Your goal -
Which lines should be repeated? Exactly the one containing "phrase -- bull moose" and every line after it through the end of the entries below.

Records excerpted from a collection
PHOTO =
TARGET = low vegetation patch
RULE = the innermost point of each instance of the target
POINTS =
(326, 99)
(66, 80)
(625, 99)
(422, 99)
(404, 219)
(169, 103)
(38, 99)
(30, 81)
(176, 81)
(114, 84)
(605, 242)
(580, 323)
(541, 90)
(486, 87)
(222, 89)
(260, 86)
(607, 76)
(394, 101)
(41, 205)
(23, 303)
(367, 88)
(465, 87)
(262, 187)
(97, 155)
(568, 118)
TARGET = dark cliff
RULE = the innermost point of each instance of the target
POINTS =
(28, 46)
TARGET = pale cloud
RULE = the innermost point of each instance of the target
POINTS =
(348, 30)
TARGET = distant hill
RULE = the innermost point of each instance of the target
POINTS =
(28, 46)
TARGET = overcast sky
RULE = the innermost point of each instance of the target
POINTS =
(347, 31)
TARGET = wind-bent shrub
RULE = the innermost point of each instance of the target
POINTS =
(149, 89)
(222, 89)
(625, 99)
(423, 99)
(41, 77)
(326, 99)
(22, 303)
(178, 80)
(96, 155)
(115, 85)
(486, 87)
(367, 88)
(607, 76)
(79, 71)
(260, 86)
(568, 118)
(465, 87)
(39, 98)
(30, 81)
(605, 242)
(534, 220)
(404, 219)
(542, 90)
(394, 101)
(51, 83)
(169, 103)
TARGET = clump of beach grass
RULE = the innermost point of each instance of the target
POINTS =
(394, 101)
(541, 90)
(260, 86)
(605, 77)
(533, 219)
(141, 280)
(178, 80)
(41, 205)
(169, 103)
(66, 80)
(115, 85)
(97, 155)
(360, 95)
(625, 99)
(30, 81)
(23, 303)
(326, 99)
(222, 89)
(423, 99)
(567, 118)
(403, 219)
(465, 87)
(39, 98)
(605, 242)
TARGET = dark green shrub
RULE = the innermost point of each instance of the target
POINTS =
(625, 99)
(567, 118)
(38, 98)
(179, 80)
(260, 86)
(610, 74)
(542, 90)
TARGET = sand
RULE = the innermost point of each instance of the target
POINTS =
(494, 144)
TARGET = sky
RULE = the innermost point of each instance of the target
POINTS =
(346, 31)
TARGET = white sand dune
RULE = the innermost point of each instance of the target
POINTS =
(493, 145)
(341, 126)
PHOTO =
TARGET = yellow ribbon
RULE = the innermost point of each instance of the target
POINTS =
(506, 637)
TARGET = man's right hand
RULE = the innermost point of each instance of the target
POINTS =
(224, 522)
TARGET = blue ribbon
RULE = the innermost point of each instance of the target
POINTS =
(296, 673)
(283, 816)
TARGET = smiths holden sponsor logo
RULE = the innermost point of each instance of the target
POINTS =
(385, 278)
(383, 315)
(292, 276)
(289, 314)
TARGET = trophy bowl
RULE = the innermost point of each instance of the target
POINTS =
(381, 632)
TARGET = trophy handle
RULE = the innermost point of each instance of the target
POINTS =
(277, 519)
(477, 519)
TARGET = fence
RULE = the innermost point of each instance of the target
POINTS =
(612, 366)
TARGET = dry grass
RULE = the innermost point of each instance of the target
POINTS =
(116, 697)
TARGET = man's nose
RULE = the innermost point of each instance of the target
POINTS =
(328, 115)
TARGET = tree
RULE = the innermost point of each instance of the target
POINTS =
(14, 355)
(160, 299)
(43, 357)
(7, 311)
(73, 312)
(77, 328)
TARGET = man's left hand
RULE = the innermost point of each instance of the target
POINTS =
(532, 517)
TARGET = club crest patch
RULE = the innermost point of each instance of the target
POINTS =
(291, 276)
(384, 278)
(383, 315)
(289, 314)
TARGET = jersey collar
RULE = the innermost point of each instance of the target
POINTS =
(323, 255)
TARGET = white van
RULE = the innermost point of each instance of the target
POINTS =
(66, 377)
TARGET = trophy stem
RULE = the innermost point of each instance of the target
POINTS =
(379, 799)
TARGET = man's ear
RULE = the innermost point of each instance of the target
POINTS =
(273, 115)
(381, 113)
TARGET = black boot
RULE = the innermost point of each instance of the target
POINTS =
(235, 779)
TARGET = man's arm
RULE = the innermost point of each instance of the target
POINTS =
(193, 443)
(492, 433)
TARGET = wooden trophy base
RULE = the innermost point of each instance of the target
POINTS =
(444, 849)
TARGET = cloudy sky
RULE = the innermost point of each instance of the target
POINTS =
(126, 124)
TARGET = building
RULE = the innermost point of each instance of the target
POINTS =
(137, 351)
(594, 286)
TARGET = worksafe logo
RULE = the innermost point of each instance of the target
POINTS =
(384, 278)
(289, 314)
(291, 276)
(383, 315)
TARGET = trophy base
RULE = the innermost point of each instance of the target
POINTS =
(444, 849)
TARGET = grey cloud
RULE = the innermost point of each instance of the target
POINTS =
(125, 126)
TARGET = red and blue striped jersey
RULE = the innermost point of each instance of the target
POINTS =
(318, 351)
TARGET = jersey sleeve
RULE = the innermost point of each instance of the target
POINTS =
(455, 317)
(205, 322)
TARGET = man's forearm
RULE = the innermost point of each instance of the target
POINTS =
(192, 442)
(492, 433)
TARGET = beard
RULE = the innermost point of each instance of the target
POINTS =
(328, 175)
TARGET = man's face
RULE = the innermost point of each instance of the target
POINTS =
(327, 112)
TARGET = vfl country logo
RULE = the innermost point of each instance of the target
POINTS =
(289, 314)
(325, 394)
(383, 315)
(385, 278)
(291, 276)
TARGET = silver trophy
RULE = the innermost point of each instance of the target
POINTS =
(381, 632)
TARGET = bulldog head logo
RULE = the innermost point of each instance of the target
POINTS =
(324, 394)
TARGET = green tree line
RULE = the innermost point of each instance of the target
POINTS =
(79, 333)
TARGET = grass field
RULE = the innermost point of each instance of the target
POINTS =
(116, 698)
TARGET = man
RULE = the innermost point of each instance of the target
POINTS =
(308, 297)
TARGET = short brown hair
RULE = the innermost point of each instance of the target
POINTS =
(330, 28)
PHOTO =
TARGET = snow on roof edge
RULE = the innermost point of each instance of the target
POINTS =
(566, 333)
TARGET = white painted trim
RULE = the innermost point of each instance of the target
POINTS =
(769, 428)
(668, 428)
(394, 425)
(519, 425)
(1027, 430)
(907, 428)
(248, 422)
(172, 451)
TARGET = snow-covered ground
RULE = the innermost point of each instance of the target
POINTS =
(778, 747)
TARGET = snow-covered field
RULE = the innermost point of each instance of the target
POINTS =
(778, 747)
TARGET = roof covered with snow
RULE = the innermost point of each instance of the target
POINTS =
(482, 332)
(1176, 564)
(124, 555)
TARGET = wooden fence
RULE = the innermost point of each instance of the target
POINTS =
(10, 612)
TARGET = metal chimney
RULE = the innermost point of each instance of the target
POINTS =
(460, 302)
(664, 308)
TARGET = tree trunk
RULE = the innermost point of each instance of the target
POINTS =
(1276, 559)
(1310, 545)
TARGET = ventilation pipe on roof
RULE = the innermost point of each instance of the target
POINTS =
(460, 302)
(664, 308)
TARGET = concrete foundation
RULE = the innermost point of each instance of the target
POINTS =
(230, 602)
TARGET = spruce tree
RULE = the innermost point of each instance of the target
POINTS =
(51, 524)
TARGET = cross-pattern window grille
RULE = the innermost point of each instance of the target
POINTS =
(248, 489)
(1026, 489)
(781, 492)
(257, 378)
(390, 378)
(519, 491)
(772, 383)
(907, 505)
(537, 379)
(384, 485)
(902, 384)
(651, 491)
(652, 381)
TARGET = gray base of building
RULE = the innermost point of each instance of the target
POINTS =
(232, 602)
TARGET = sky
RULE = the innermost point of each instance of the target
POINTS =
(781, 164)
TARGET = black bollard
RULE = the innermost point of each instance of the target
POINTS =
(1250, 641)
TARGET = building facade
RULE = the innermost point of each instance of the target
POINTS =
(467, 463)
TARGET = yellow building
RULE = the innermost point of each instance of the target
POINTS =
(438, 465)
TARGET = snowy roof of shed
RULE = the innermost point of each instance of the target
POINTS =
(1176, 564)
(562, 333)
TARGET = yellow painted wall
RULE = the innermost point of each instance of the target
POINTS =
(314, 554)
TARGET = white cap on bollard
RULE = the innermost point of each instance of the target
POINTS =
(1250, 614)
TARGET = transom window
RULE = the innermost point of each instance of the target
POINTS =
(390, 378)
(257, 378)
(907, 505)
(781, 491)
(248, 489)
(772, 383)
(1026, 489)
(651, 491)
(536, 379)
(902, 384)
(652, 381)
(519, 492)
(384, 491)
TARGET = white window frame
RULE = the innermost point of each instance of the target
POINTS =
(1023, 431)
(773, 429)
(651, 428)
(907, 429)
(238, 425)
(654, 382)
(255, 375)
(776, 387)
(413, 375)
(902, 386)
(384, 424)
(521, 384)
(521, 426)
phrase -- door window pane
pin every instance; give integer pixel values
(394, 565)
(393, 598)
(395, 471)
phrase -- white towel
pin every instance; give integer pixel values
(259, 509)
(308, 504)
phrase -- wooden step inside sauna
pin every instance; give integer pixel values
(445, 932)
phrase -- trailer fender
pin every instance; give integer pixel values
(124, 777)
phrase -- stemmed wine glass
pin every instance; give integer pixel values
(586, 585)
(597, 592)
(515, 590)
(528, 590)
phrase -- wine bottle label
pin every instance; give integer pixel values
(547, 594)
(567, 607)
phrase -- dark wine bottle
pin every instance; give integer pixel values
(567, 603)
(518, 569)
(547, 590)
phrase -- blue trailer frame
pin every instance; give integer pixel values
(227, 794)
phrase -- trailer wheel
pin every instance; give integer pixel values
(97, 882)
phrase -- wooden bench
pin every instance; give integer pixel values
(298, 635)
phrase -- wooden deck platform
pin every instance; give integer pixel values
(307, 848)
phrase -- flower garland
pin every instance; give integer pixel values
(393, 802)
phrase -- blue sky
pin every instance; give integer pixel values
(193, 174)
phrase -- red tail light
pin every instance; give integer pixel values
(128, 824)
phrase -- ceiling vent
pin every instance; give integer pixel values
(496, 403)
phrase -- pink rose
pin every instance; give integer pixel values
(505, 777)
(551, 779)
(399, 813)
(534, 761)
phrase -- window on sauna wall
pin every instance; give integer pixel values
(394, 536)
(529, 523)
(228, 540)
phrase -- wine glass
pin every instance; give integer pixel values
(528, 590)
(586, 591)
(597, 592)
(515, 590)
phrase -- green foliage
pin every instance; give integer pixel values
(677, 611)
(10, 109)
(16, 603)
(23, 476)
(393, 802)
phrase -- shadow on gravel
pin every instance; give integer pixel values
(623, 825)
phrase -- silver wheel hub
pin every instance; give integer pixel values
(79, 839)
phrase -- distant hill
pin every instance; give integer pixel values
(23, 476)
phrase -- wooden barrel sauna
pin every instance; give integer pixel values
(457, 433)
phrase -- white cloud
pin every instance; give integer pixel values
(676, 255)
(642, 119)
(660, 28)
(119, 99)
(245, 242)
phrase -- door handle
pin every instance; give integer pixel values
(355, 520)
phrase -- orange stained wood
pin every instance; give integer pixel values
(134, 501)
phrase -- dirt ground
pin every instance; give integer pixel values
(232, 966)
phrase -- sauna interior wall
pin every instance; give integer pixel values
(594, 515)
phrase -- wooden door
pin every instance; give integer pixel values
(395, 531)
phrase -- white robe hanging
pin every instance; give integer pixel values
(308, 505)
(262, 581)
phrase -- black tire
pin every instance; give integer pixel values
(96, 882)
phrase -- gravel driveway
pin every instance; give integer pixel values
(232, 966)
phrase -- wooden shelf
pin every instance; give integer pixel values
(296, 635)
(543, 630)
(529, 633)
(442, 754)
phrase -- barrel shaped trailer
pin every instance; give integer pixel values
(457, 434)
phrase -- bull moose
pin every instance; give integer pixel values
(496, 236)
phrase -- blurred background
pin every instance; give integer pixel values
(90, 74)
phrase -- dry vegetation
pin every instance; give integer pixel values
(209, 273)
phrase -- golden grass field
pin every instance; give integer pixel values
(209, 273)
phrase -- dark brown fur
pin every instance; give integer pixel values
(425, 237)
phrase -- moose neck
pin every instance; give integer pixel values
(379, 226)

Solution for this exercise -
phrase -- bull moose
pin every instance; give integer pixel values
(496, 236)
phrase -- blurred background
pin every instance; give integer pixel values
(90, 74)
phrase -- dry vegetation
pin every instance; give integer pixel values
(209, 273)
phrase -- golden grass field
pin every instance; give integer pixel values
(209, 273)
phrase -- dark brown fur
pin every instance; give integer pixel values
(425, 237)
phrase -- moose neck
pin every instance; give integer pixel values
(379, 226)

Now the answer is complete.